WRITTEN EXERCISE:
Each entry below is to be given again word for word, with no pictures.

DATA PROVIDED:
#####

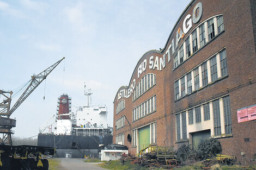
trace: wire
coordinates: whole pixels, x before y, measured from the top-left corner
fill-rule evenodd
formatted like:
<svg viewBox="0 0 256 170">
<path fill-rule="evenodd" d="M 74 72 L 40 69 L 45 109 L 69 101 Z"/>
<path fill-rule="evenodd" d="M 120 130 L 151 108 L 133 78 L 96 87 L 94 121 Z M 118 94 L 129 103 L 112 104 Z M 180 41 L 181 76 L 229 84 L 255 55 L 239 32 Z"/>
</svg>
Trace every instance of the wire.
<svg viewBox="0 0 256 170">
<path fill-rule="evenodd" d="M 45 79 L 45 92 L 44 93 L 44 100 L 45 100 L 45 87 L 46 86 L 46 79 Z"/>
<path fill-rule="evenodd" d="M 64 76 L 65 76 L 65 60 L 64 60 L 64 67 L 63 67 L 63 84 L 64 84 Z"/>
<path fill-rule="evenodd" d="M 31 81 L 31 80 L 29 80 L 27 82 L 25 83 L 23 85 L 20 86 L 19 87 L 17 87 L 16 89 L 14 89 L 13 91 L 13 95 L 12 98 L 15 98 L 16 96 L 17 96 L 18 95 L 20 95 L 21 93 L 21 91 L 23 91 L 23 89 L 25 89 L 25 87 L 27 87 L 27 85 L 29 83 L 30 83 Z"/>
</svg>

#####

COMPLETED TASK:
trace: wire
coordinates: whole pixels, x before y, measured from the top-left corner
fill-rule evenodd
formatted like:
<svg viewBox="0 0 256 170">
<path fill-rule="evenodd" d="M 74 72 L 40 69 L 45 109 L 69 101 Z"/>
<path fill-rule="evenodd" d="M 120 130 L 151 108 L 133 78 L 96 87 L 94 121 Z M 118 94 L 129 103 L 112 104 Z M 180 41 L 181 76 L 229 84 L 255 55 L 239 32 Z"/>
</svg>
Trace every instance of the wire.
<svg viewBox="0 0 256 170">
<path fill-rule="evenodd" d="M 45 79 L 45 92 L 44 93 L 44 100 L 45 100 L 45 87 L 46 86 L 46 79 Z"/>
<path fill-rule="evenodd" d="M 64 76 L 65 76 L 65 60 L 64 60 L 64 67 L 63 67 L 63 84 L 64 84 Z"/>
<path fill-rule="evenodd" d="M 31 81 L 31 80 L 29 80 L 27 82 L 25 83 L 23 85 L 20 86 L 19 87 L 17 87 L 16 89 L 14 89 L 13 91 L 13 95 L 12 98 L 15 98 L 16 96 L 17 96 L 18 95 L 20 95 L 21 93 L 21 91 L 23 91 L 23 89 L 25 89 L 25 87 L 27 87 L 27 85 L 29 83 L 30 83 Z"/>
</svg>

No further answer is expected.